▶ WHAT IS ASKED
Each line below should be quoted exactly, please.

▶ MATERIAL
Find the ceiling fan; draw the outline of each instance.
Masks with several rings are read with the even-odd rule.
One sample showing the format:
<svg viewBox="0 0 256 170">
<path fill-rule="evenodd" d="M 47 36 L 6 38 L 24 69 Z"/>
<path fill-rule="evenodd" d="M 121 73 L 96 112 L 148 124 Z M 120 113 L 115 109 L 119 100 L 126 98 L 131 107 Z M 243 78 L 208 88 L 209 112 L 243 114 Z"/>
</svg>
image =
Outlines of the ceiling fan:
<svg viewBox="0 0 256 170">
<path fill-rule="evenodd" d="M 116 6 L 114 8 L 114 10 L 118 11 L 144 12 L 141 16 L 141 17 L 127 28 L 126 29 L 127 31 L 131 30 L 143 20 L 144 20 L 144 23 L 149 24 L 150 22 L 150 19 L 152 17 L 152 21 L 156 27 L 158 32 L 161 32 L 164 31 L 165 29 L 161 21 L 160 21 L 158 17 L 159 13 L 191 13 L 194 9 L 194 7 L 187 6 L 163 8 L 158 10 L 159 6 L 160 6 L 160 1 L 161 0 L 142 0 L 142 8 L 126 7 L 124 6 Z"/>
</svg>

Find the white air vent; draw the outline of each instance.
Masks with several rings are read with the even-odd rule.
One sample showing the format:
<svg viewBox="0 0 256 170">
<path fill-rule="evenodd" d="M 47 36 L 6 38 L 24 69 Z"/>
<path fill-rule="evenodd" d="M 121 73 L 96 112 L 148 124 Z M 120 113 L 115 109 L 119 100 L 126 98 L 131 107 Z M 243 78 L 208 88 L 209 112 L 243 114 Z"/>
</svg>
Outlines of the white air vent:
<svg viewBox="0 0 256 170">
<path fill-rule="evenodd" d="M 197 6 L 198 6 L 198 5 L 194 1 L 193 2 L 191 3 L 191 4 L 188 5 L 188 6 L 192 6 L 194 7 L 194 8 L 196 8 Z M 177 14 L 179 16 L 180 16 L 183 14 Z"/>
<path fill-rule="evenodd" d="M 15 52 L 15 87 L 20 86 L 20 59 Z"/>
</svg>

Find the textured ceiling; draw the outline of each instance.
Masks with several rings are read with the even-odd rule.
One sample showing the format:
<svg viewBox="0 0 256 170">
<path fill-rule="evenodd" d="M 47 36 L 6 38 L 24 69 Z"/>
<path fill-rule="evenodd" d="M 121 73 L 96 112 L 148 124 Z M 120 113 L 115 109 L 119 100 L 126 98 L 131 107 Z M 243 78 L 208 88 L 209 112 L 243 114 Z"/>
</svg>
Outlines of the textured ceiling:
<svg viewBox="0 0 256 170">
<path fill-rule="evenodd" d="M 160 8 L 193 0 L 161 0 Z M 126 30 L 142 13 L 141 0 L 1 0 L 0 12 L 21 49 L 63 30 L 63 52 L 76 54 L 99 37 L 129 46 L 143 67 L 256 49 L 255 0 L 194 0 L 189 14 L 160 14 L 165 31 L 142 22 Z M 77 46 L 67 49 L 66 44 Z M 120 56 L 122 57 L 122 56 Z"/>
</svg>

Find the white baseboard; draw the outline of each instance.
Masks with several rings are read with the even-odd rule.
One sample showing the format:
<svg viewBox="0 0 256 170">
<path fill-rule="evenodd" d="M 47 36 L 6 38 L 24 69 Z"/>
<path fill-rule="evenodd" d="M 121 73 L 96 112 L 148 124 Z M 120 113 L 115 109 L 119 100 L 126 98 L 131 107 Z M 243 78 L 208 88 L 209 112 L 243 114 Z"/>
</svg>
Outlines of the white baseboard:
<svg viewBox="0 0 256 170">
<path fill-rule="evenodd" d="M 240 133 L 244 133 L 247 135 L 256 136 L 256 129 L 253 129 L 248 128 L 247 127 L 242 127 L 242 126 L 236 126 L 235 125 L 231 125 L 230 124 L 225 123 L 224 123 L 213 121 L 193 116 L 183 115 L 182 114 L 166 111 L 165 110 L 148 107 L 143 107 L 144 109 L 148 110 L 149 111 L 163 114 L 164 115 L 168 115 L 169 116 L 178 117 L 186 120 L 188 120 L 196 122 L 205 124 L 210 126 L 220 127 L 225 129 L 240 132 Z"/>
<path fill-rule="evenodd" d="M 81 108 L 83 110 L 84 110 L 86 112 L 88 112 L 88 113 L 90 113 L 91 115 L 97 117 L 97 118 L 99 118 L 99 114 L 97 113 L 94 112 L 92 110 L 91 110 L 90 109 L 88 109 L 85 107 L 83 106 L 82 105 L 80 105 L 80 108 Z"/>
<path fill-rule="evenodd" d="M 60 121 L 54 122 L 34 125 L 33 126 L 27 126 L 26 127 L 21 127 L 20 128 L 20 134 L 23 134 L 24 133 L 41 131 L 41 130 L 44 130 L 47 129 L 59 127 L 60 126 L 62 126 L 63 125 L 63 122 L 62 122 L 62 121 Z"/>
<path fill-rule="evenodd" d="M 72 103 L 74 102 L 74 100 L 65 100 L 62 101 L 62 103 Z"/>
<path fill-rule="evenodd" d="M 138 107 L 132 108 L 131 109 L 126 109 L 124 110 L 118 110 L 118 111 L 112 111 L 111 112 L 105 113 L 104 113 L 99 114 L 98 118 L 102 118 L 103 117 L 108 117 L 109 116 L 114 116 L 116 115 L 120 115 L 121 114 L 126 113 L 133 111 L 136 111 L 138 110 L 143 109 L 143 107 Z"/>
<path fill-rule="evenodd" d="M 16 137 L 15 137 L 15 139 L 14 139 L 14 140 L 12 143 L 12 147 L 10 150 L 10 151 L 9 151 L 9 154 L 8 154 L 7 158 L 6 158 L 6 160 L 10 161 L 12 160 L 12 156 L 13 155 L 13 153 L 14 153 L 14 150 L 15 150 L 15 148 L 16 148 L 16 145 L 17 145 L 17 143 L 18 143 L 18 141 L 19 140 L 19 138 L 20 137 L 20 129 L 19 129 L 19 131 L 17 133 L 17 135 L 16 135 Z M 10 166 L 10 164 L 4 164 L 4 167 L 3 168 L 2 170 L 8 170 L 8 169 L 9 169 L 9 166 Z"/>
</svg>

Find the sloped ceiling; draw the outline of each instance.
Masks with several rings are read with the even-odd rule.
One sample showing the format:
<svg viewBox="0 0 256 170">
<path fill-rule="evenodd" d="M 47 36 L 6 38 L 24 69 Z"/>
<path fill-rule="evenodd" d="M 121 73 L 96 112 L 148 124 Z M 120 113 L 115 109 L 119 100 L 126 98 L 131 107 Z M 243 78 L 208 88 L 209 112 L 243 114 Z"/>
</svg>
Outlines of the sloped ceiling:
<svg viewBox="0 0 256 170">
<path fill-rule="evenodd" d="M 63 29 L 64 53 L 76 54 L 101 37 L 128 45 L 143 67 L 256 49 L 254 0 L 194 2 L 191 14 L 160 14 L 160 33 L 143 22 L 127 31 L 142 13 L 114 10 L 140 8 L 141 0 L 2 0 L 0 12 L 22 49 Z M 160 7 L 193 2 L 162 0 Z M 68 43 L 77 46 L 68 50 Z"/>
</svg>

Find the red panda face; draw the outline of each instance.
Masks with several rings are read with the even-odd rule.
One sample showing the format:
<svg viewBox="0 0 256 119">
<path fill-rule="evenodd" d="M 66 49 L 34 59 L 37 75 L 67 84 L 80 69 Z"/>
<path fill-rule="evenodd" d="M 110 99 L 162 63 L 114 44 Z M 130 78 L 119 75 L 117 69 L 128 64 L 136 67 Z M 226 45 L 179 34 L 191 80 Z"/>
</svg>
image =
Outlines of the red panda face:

▶ RESPONSE TO THIS EXERCISE
Find the ceiling fan; draw the outline of each instance.
Masks with several rings are read with the even-odd rule.
One sample showing the format:
<svg viewBox="0 0 256 170">
<path fill-rule="evenodd" d="M 47 36 L 6 38 L 24 69 Z"/>
<path fill-rule="evenodd" d="M 121 73 L 96 112 L 148 124 Z M 120 113 L 115 109 L 119 100 L 126 98 L 131 107 Z M 243 78 L 208 88 L 209 112 L 243 114 Z"/>
</svg>
image =
Outlines of the ceiling fan:
<svg viewBox="0 0 256 170">
<path fill-rule="evenodd" d="M 116 6 L 114 8 L 114 10 L 118 11 L 144 12 L 141 16 L 141 17 L 127 28 L 126 29 L 127 31 L 131 30 L 143 20 L 144 20 L 144 23 L 149 24 L 150 22 L 150 19 L 152 17 L 152 21 L 156 27 L 158 32 L 161 32 L 164 31 L 165 29 L 161 21 L 160 21 L 158 17 L 159 13 L 191 13 L 194 9 L 194 7 L 187 6 L 163 8 L 158 10 L 159 6 L 160 6 L 160 1 L 161 0 L 142 0 L 142 8 L 126 7 L 124 6 Z"/>
</svg>

Find the white air vent; draw the outline of each instance.
Masks with several rings are read with the even-odd rule.
One sample showing the format:
<svg viewBox="0 0 256 170">
<path fill-rule="evenodd" d="M 47 36 L 6 38 L 24 69 Z"/>
<path fill-rule="evenodd" d="M 121 73 L 96 112 L 148 124 Z M 120 113 L 115 109 L 119 100 L 126 98 L 131 107 Z M 243 78 L 208 88 L 209 112 L 243 114 Z"/>
</svg>
Outlines of the white air vent:
<svg viewBox="0 0 256 170">
<path fill-rule="evenodd" d="M 197 6 L 198 6 L 198 5 L 194 1 L 193 2 L 191 3 L 191 4 L 188 5 L 188 6 L 192 6 L 194 7 L 194 8 L 196 8 Z M 177 14 L 179 16 L 180 16 L 183 14 Z"/>
<path fill-rule="evenodd" d="M 15 52 L 15 87 L 20 86 L 20 59 Z"/>
</svg>

Find the textured ceiling; draw the outline of each instance.
Masks with several rings are read with the even-odd rule.
One sample showing the format:
<svg viewBox="0 0 256 170">
<path fill-rule="evenodd" d="M 47 36 L 6 38 L 24 69 Z"/>
<path fill-rule="evenodd" d="M 121 73 L 96 112 L 148 124 Z M 120 113 L 115 109 L 119 100 L 126 98 L 131 107 Z M 243 78 L 208 88 L 209 112 L 243 114 Z"/>
</svg>
Outlines of the textured ceiling:
<svg viewBox="0 0 256 170">
<path fill-rule="evenodd" d="M 160 8 L 193 0 L 161 0 Z M 126 30 L 142 13 L 141 0 L 1 0 L 0 12 L 21 49 L 63 30 L 63 52 L 76 54 L 99 37 L 129 46 L 143 67 L 256 49 L 255 0 L 194 0 L 189 14 L 160 14 L 165 31 L 142 22 Z M 77 46 L 67 49 L 66 44 Z M 120 56 L 122 57 L 122 56 Z"/>
</svg>

Find the white baseboard; draw the outline of each instance.
Masks with several rings are read with the even-odd rule.
One sample showing the format:
<svg viewBox="0 0 256 170">
<path fill-rule="evenodd" d="M 47 36 L 6 38 L 24 69 Z"/>
<path fill-rule="evenodd" d="M 121 73 L 96 112 L 148 124 Z M 120 113 L 115 109 L 119 100 L 126 98 L 131 107 Z M 243 78 L 208 88 L 209 112 L 243 114 Z"/>
</svg>
Outlines of the white baseboard:
<svg viewBox="0 0 256 170">
<path fill-rule="evenodd" d="M 240 133 L 244 133 L 247 135 L 256 136 L 256 129 L 253 129 L 248 128 L 247 127 L 242 127 L 242 126 L 236 126 L 235 125 L 231 125 L 230 124 L 225 123 L 224 123 L 213 121 L 193 116 L 183 115 L 182 114 L 166 111 L 165 110 L 148 107 L 143 107 L 144 109 L 148 110 L 149 111 L 163 114 L 164 115 L 168 115 L 169 116 L 178 117 L 186 120 L 188 120 L 196 122 L 205 124 L 210 126 L 220 127 L 225 129 L 240 132 Z"/>
<path fill-rule="evenodd" d="M 81 108 L 83 110 L 84 110 L 86 112 L 88 112 L 88 113 L 90 113 L 91 115 L 97 117 L 97 118 L 99 118 L 99 114 L 97 113 L 94 112 L 92 110 L 91 110 L 90 109 L 88 109 L 85 107 L 83 106 L 82 105 L 80 105 L 80 108 Z"/>
<path fill-rule="evenodd" d="M 60 121 L 54 122 L 34 125 L 33 126 L 27 126 L 26 127 L 21 127 L 20 128 L 20 134 L 23 134 L 24 133 L 41 131 L 41 130 L 44 130 L 47 129 L 59 127 L 60 126 L 62 126 L 63 125 L 63 122 L 62 122 L 62 121 Z"/>
<path fill-rule="evenodd" d="M 72 103 L 74 102 L 74 100 L 65 100 L 62 101 L 62 103 Z"/>
<path fill-rule="evenodd" d="M 138 107 L 132 108 L 131 109 L 126 109 L 124 110 L 118 110 L 118 111 L 112 111 L 111 112 L 105 113 L 104 113 L 99 114 L 98 118 L 102 118 L 103 117 L 108 117 L 109 116 L 114 116 L 116 115 L 120 115 L 121 114 L 126 113 L 133 111 L 136 111 L 138 110 L 143 109 L 143 107 Z"/>
<path fill-rule="evenodd" d="M 16 137 L 15 137 L 15 139 L 14 139 L 14 140 L 12 143 L 12 147 L 10 150 L 10 151 L 9 151 L 9 154 L 8 154 L 7 158 L 6 158 L 6 160 L 10 161 L 12 160 L 12 156 L 13 155 L 13 153 L 14 153 L 14 150 L 15 150 L 15 148 L 16 148 L 16 145 L 17 145 L 17 143 L 18 143 L 18 141 L 19 140 L 19 138 L 20 137 L 20 129 L 19 129 L 19 131 L 17 133 L 17 135 L 16 135 Z M 10 166 L 10 164 L 4 164 L 4 167 L 3 168 L 2 170 L 8 170 L 8 169 L 9 169 L 9 166 Z"/>
</svg>

Find the sloped ceiling; draw the outline of each instance.
Masks with several rings are read with the even-odd rule.
One sample showing the format:
<svg viewBox="0 0 256 170">
<path fill-rule="evenodd" d="M 47 36 L 6 38 L 24 69 Z"/>
<path fill-rule="evenodd" d="M 121 73 L 96 112 L 148 124 Z M 120 113 L 115 109 L 119 100 L 126 98 L 131 107 Z M 243 78 L 208 88 L 209 112 L 243 114 Z"/>
</svg>
Outlines of the sloped ceiling:
<svg viewBox="0 0 256 170">
<path fill-rule="evenodd" d="M 63 29 L 64 53 L 76 54 L 101 37 L 128 45 L 143 67 L 256 49 L 254 0 L 194 2 L 191 14 L 160 14 L 160 33 L 143 22 L 127 31 L 142 13 L 114 10 L 140 8 L 141 0 L 2 0 L 0 12 L 22 49 Z M 160 7 L 193 2 L 162 0 Z M 68 43 L 77 46 L 68 50 Z"/>
</svg>

Find the red panda face; draw the outline of each instance.
Masks with several rings are read with the even-odd rule.
One sample showing the format:
<svg viewBox="0 0 256 119">
<path fill-rule="evenodd" d="M 66 49 L 34 59 L 37 75 L 67 84 L 80 69 Z"/>
<path fill-rule="evenodd" d="M 110 99 L 162 63 L 114 44 Z M 130 78 L 119 75 L 117 69 L 128 64 L 136 67 Z M 226 45 L 179 34 L 191 80 Z"/>
</svg>
image =
Outlines of the red panda face:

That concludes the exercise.